I've also tried where i dropped the lowest value (1) and left an extra value in, if that was hit, we manually determine the 4bit value, which increases the value from 12bit, to about 17-18 bit, however it's still less than 24bit. However likely hood of hitting. Not high. (We're talking a 3byte combination here) But it did lower the main hit numbers quite a bit, but not nearly enough.

I am increasing the values, but verifying them can be very hard, considering the math involved, and manually building all the possible combinations for worse case senario (which is the only one i compare with).

A Note. If the higher chance of hitting a <=1 bitsize rather than a >=1 bitsize, it is a success, and will be built and tested to see if it is worth it. But don't expect huge compression in small files, rather a decent compression over a large area, but even that can fail.

Era

Thursday, November 1, 2007

Compression #3 - Continued

Further with compression i've attempted, and although theoretically will work in certain situations, won't guarentee endless compression as of yet. But i'm working on it.

1) High Low. Ever played the gambling game where you flip a card up, and you guess if the next card is high or low? Well, using this compression type has some limited success.

+ + +

Exercise requirements:
**A)** Write out the stretch of the compression post from "Thursday, November 1, 2007" through "some limited success.", word for word.
**B)** Resume the post on compression experiments, starting right after its last sentence.

+ + +

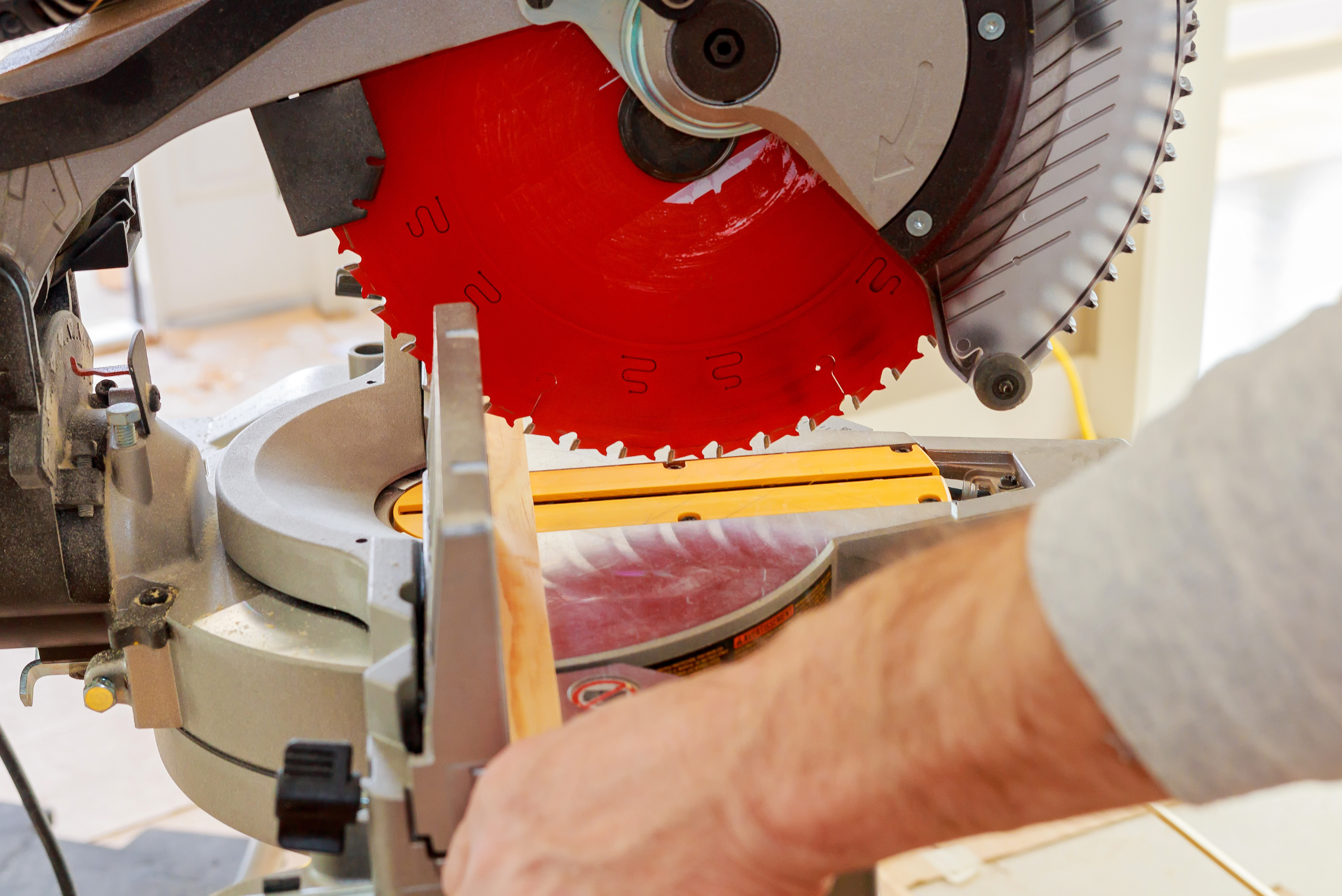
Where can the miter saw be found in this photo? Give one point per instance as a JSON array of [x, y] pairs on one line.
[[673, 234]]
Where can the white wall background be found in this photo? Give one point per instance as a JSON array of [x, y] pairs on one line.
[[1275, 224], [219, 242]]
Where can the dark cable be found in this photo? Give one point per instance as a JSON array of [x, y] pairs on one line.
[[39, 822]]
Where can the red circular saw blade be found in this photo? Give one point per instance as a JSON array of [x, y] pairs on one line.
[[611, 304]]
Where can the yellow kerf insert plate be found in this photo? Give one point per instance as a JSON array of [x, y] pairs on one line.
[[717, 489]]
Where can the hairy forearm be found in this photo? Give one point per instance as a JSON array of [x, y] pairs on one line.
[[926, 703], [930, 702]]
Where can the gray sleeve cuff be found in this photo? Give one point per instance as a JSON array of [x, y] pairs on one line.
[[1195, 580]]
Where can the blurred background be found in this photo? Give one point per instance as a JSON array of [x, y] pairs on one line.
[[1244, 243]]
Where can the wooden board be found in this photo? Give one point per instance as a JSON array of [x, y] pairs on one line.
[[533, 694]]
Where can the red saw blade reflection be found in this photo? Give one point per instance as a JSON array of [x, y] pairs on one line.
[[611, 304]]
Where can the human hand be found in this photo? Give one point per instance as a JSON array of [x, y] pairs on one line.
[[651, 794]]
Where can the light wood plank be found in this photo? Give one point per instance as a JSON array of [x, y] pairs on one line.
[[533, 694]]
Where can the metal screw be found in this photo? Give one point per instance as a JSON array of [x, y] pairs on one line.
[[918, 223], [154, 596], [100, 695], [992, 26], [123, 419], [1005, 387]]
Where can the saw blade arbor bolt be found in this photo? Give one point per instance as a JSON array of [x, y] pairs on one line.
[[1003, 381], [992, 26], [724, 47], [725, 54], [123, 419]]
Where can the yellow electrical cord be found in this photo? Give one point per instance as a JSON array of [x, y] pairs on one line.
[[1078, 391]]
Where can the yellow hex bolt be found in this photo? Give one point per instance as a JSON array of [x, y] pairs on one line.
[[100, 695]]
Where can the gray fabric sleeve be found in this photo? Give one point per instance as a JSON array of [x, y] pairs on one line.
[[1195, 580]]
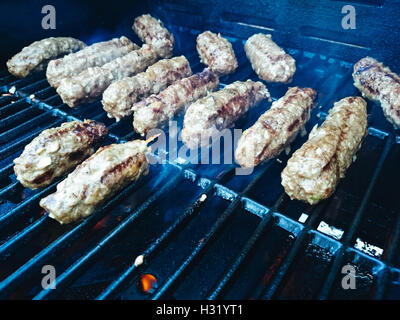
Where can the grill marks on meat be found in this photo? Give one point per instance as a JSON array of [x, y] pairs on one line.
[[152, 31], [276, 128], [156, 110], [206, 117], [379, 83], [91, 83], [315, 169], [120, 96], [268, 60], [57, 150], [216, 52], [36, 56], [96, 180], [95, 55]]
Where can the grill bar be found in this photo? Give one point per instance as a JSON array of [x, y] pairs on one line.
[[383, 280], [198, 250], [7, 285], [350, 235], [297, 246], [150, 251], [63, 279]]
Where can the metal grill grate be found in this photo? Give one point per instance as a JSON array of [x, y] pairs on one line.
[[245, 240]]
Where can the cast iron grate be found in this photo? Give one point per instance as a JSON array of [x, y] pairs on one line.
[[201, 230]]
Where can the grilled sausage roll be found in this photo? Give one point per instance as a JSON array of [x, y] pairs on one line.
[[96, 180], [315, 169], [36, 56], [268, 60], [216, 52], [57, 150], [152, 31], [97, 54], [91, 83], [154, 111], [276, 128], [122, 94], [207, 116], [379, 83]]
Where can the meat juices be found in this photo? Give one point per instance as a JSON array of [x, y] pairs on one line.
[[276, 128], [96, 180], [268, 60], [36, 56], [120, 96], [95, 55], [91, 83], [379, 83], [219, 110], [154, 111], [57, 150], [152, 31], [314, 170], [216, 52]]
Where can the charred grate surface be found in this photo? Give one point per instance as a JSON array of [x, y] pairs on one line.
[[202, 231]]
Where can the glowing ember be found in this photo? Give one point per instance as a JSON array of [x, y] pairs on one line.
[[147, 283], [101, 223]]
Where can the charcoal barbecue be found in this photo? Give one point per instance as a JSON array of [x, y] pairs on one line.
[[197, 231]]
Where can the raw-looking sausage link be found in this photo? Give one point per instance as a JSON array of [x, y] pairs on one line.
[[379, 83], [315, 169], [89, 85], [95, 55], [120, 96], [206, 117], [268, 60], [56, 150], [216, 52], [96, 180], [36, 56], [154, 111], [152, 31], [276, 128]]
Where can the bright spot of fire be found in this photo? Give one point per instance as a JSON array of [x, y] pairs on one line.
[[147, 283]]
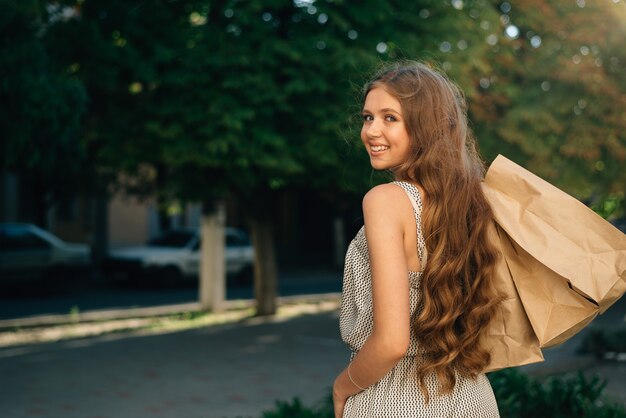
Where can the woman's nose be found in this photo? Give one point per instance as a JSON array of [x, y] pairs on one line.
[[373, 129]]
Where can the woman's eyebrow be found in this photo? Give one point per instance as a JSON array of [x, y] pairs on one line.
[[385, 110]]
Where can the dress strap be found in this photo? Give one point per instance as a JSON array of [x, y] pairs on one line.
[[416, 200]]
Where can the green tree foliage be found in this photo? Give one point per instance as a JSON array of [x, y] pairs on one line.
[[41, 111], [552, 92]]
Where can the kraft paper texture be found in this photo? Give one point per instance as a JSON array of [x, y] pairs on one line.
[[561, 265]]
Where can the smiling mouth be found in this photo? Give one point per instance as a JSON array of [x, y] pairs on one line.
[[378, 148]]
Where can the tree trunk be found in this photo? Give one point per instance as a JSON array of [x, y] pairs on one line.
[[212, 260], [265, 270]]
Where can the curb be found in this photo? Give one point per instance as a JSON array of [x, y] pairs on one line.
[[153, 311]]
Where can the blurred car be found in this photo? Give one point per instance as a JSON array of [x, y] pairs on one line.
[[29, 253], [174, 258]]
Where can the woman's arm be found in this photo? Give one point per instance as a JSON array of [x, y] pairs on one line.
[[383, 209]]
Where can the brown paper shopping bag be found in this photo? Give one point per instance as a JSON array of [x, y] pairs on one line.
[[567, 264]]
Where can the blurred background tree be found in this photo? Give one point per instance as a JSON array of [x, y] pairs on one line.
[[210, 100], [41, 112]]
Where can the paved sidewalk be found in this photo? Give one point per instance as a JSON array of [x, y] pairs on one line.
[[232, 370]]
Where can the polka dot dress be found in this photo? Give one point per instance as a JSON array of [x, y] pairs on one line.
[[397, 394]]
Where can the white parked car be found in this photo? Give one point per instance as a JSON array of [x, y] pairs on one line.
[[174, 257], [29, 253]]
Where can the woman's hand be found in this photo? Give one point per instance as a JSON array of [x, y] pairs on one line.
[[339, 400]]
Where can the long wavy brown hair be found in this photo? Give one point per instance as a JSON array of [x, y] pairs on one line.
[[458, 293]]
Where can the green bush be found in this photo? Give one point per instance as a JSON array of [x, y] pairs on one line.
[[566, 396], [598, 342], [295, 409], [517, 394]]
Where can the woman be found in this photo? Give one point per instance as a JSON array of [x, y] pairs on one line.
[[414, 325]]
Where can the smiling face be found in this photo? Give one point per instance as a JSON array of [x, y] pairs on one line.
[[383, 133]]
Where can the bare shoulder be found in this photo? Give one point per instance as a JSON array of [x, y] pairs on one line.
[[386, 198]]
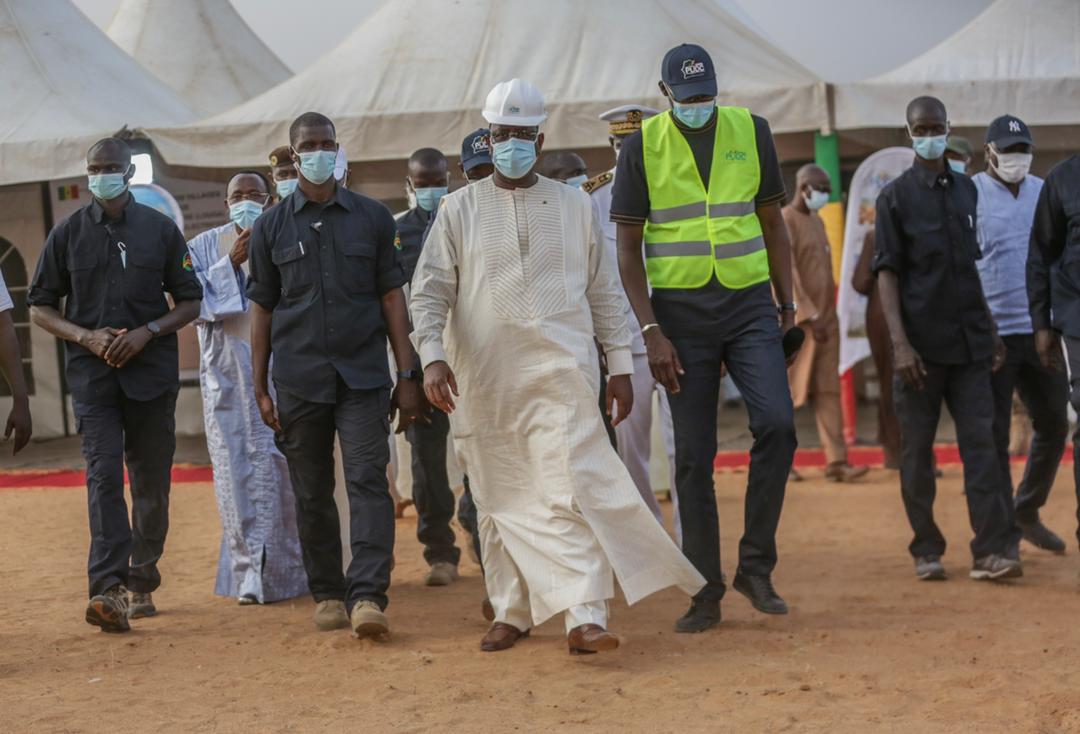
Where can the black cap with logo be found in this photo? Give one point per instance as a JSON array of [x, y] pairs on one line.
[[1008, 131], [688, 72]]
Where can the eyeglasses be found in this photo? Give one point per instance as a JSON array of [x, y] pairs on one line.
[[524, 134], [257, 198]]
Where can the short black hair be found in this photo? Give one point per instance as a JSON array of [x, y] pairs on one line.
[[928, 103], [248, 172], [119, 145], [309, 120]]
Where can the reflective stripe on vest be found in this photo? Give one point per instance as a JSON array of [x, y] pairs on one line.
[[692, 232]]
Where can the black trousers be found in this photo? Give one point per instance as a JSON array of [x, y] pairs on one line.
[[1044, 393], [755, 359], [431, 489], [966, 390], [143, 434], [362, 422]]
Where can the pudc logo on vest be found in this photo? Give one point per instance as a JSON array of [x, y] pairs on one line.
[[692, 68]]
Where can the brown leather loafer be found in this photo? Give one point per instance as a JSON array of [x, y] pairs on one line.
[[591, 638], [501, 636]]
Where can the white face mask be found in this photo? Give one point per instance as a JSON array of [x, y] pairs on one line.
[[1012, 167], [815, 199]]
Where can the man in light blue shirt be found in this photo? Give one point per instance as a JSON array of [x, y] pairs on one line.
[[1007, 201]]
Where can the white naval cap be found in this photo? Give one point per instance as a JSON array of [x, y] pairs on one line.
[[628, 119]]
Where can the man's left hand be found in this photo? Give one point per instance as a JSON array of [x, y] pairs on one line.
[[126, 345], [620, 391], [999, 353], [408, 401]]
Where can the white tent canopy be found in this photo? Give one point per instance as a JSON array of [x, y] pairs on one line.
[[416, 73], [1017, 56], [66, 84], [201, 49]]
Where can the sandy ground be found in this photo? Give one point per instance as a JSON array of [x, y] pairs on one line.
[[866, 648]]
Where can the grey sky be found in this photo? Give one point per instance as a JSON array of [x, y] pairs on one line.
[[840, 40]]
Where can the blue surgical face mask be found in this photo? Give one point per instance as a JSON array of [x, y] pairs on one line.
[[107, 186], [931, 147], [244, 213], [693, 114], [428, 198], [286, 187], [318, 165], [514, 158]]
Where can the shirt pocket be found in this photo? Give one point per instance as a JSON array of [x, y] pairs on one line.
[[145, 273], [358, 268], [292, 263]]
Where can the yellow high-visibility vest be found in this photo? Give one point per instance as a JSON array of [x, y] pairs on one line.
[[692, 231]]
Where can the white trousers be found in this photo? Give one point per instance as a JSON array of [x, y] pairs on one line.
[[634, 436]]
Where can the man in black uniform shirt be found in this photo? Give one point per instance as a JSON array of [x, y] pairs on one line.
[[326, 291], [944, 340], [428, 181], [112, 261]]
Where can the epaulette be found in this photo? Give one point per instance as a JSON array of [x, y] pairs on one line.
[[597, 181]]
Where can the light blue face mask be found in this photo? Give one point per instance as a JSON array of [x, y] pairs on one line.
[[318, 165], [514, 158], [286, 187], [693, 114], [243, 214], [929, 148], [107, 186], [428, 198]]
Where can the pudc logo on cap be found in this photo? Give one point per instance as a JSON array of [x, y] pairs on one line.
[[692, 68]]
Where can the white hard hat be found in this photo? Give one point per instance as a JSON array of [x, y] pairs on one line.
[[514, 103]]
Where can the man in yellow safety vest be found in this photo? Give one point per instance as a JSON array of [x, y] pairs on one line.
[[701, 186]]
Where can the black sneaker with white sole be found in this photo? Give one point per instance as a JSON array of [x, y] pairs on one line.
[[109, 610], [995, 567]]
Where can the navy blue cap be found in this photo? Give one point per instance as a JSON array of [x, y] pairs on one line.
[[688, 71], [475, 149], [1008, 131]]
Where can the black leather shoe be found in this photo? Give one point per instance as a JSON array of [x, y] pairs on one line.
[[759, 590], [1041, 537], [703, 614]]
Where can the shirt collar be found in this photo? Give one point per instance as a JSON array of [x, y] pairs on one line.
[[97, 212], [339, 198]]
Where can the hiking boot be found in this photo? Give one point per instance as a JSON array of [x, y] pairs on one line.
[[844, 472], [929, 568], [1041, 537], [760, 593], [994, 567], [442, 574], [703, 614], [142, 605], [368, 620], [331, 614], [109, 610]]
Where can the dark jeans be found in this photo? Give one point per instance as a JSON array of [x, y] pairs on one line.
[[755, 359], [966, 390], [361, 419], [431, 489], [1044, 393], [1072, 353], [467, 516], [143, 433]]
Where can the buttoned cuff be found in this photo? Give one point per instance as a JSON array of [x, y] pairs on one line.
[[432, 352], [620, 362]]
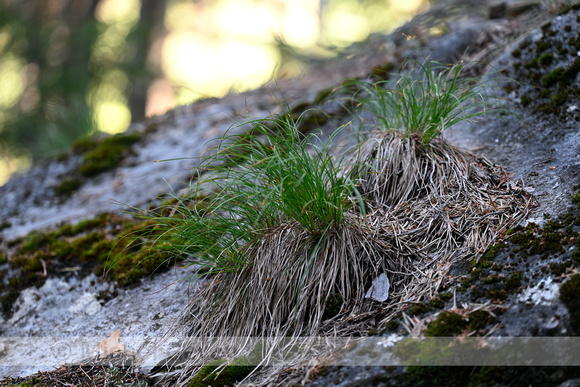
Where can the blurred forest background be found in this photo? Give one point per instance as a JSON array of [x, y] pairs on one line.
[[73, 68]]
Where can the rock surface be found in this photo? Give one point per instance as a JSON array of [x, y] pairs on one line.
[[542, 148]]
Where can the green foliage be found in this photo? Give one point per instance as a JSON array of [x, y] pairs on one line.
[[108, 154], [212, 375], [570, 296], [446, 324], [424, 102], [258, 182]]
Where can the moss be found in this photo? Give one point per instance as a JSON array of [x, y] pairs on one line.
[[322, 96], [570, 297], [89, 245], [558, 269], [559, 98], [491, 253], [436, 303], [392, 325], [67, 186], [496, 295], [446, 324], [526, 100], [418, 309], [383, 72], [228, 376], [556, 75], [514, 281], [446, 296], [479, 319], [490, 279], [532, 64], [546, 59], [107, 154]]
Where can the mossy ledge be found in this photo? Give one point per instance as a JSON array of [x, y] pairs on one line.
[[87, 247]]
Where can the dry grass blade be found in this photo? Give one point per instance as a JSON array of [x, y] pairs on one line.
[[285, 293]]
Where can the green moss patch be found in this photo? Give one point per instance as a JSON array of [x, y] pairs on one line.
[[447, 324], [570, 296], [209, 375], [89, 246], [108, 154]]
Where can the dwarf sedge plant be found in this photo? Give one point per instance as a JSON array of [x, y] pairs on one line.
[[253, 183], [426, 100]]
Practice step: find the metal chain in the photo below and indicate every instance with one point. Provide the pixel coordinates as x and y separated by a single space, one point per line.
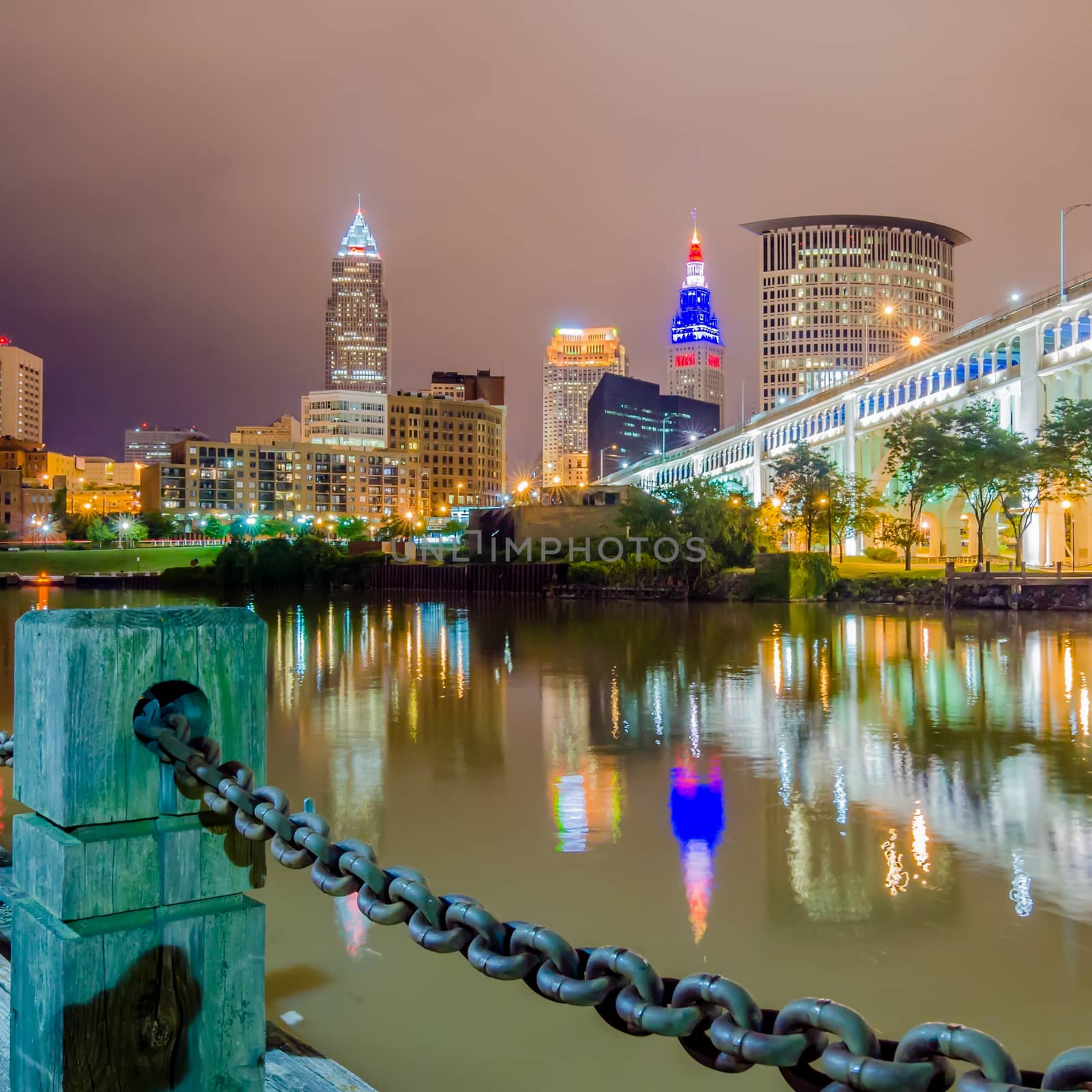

+ + +

Results for each task:
**A)**
Thursday, November 1, 2007

Compression #3 - Continued

Further with compression i've attempted, and although theoretically will work in certain situations, won't guarentee endless compression as of yet. But i'm working on it.

1) High Low. Ever played the gambling game where you flip a card up, and you guess if the next card is high or low? Well, using this compression type has some limited success.

**B)**
You need a previous history of your last value, and compare it against your next value. The odds are in your favor it's in the more likely in the larger area. But when it fails you refer to a fallback value, and re-encode the correct value using the smaller value. so.. Using very large INT's.

Tends to make 8bits to 9.5, 4bits gets to 8.8 bits? but not worth it.

2) Attempted, encoding X of unique values in a row, and specify a failure (non unique), which we then encode from our list. There are of course success on all levels, EXCEPT the highest level. Using this knowlage we can then encode using a lesser form of 1bits (combinations of a certain number of 1's on, example is 2 on's in a 8bit area is 28).

There are problems.

Problem 1) Can only go to 5 on a 8bit, and 6 on 16bit. Higher values, equal less compression.
Problem 2) highest value doesn't guarentee a repeat or failure, so our last value can't get compression for a smaller bitvalue.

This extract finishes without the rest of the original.